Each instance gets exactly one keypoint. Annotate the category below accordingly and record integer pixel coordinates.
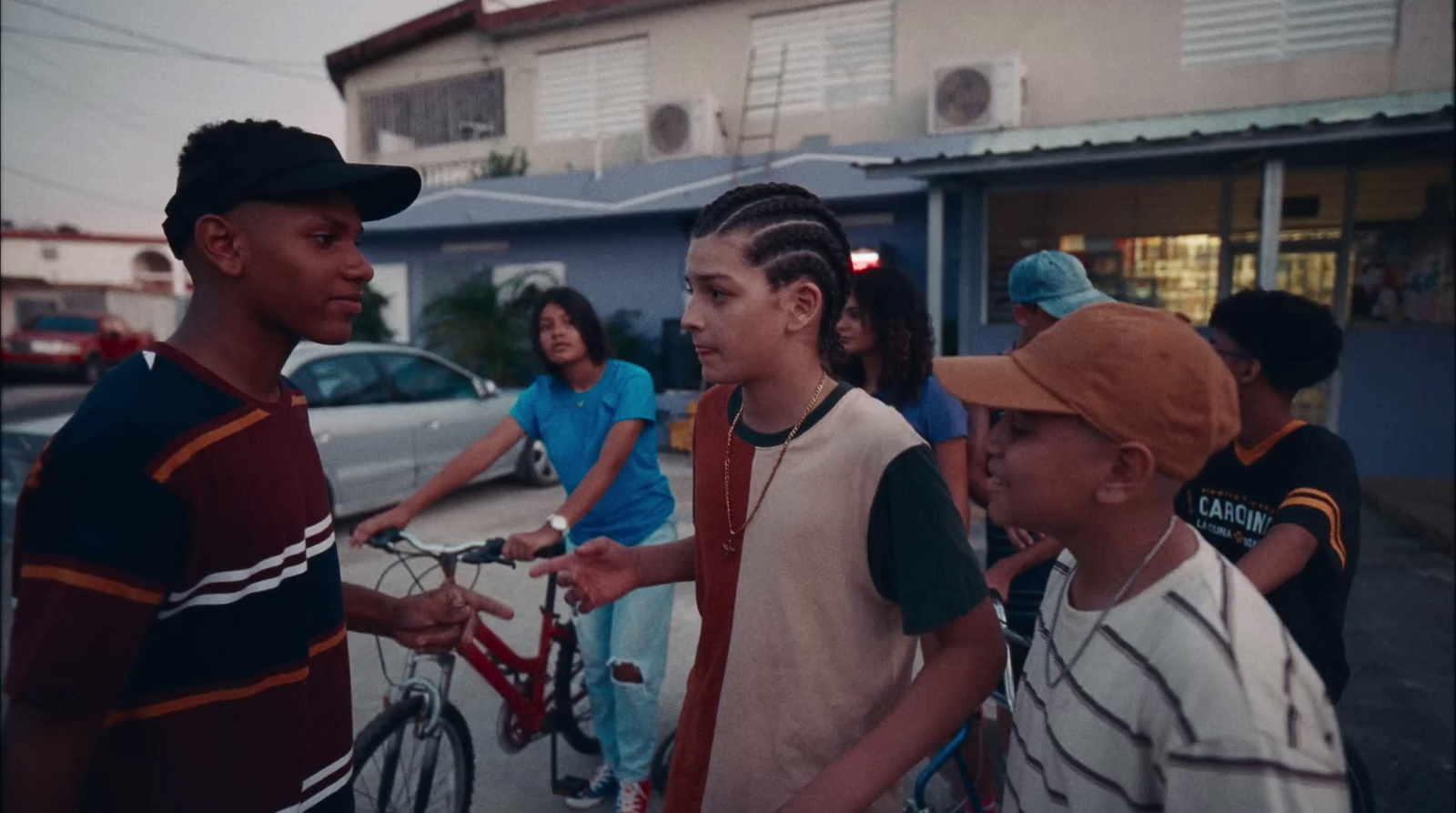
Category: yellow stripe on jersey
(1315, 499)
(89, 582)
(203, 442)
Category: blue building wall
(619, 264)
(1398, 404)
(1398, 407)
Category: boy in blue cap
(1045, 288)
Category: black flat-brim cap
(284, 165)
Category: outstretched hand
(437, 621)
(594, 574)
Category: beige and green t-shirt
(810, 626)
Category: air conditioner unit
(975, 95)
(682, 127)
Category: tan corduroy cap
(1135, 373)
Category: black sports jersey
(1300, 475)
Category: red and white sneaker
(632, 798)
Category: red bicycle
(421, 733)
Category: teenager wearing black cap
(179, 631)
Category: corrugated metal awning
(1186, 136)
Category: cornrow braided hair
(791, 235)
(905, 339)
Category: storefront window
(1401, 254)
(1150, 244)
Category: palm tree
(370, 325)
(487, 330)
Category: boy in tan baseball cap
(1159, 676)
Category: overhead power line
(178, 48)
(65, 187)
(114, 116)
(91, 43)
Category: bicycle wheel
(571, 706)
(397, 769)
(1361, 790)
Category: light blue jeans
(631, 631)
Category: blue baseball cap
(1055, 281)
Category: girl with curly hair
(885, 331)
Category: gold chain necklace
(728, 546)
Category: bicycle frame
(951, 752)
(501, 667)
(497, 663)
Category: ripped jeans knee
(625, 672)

#####

WORK ITEM ->
Nothing but the lines from the one with "Category: teenager wearing black cap" through the last line of the records above should be retyped, and those word for word.

WORKED SOLUTION ->
Category: teenager wearing black cap
(179, 631)
Category: corrugated metal awning
(1186, 136)
Category: cornrow braided hair
(791, 235)
(905, 339)
Category: storefront window
(1401, 254)
(1150, 244)
Category: palm tree
(370, 325)
(487, 330)
Category: boy in tan baseball cap
(1159, 676)
Category: overhead power line
(178, 48)
(65, 187)
(114, 116)
(91, 43)
Category: bicycle wheel
(571, 706)
(397, 769)
(1361, 790)
Category: light blue jeans
(631, 631)
Category: blue baseball cap
(1055, 281)
Category: girl with curly hair
(885, 331)
Category: gold chain necklace
(728, 546)
Category: bicycle frame
(951, 752)
(501, 667)
(497, 663)
Category: ripped jeans knee
(625, 672)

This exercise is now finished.